» WORK TO DO:
Retype all of the entries below word for word, leaving out the pictures.

=== SOURCE DATA ===

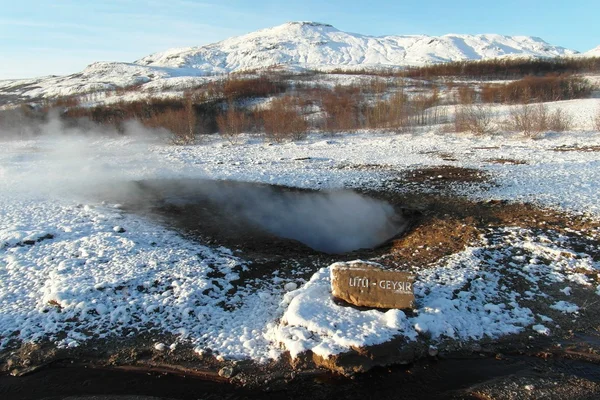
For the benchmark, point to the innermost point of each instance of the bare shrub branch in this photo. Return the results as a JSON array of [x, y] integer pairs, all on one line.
[[284, 119], [532, 120], [474, 118]]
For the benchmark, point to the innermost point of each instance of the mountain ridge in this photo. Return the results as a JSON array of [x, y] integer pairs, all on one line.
[[294, 45]]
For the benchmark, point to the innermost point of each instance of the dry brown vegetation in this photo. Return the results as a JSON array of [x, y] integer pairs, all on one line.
[[284, 119], [487, 69], [535, 89], [383, 100], [233, 121], [474, 118], [535, 119]]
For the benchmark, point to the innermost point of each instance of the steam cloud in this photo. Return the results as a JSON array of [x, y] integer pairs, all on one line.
[[331, 222], [82, 164]]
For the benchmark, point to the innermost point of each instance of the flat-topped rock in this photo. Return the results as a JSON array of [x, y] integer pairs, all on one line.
[[367, 284]]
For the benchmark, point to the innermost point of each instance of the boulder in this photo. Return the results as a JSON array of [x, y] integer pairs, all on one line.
[[369, 285]]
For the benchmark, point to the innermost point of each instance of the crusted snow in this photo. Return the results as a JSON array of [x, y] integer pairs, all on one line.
[[73, 268]]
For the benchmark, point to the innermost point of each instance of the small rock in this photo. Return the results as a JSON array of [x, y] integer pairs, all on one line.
[[433, 351], [226, 372]]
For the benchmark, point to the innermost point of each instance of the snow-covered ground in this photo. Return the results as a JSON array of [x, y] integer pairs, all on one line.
[[294, 46], [73, 267]]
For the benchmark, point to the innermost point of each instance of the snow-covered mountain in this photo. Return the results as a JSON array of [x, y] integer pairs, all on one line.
[[294, 45], [595, 52], [313, 45]]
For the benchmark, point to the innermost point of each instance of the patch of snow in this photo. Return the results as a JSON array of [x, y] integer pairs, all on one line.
[[541, 329], [565, 307]]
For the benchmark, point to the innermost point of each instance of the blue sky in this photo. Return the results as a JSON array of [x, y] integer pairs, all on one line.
[[62, 37]]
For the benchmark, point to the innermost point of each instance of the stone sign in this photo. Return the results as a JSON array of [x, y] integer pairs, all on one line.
[[368, 285]]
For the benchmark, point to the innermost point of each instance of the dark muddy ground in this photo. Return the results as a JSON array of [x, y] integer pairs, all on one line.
[[502, 377], [438, 223]]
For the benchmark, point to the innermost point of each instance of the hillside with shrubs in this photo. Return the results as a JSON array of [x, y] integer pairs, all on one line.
[[480, 97]]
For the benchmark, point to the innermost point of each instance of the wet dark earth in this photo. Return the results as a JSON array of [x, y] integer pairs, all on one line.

===

» THE RESPONSE:
For the benchmark, point to the innermost point of each instance of the bare shrub branch in this photo. Return the results as a JSON array of [x, y] integer pairs, all on one line.
[[284, 119], [532, 120], [474, 118]]
For the benchmark, point to the innermost point of each instance of the mountain ridge in this photo. Return the results as a JSON array of [x, y] integer pairs, all on one line.
[[294, 45]]
For the benchmark, point to the innermost point of each instance of the dry brown vegetation in this photo. Return the results as a JSON array of [x, y] integer pairs, all on one line.
[[284, 119], [487, 69], [535, 89], [383, 100], [233, 121], [474, 118], [535, 119]]
For the benchmark, point to the innermost point of each instance of the steam cloud in this photo. Return the results as a JSON array of [x, y] integer pairs, all on one line.
[[331, 222], [82, 164]]
For the benchmark, point to the innermost point of each instance of the flat-topped rock in this photo. Return the results as a JSON array of [x, y] integer pairs, all on one line.
[[367, 284]]
For the benchmark, point to the innermost point of each instance of the boulder in this photo. Return the results as a JSON array of [x, y] integer pairs, all on one line.
[[369, 285]]
For the benchmark, point to the innermost point of each instance of the crusted snow in this photo. Return the results as a JSON array of [x, y] integer pairs, all on one line.
[[73, 268]]
For the benchmark, point to the innermost point of each instance of the small rock in this photo. Return the results as a JSON array of [x, y] integer pairs, all on one line.
[[433, 351], [226, 372]]
For the benchmark, point to the innermost point of each instance of the snow-covered ground in this photo. Return the results as a JSON array of [x, y] integer pairs, all on one line.
[[294, 46], [73, 267]]
For the benchmark, point to the innermost point of each instance of the snow-covered mountain in this photo. Return the results as a JSON array of [x, y] integer pairs, all on one line.
[[294, 45], [595, 52], [313, 45]]
For the benchmark, point to the innermost point of each instance of the patch of snow in this photo. Return the results as a JSON array of [x, y] integer pairs, all on one line.
[[541, 329], [565, 307]]
For the benchmark, point to the innermost point of each instance of the blue sky in this photo. Return the results as a JSON array of [x, y] integer pairs, all on one line.
[[62, 37]]
For the benchmark, point to the innermost point of each instance of the stone sign in this photo. Return the results as a JSON array of [x, y] integer pairs, all on one line.
[[368, 285]]
For the benchmark, point to the innermost point of each instance of the dark muddy ground in this photo. Return the results as a JSON array of [x, y] integer pairs, all on one line.
[[502, 377], [438, 223]]
For the benchmark, point to the innermost point of each instance of the hillside with shrubs in this photo. Return the results as a JSON array of [x, y] integer pairs, all on one line.
[[480, 97]]
For the benchmark, point to the innermost point of each instance of the wet dark earth in this photo. Return the results as a JSON array of [x, y] integer pairs, all on one line.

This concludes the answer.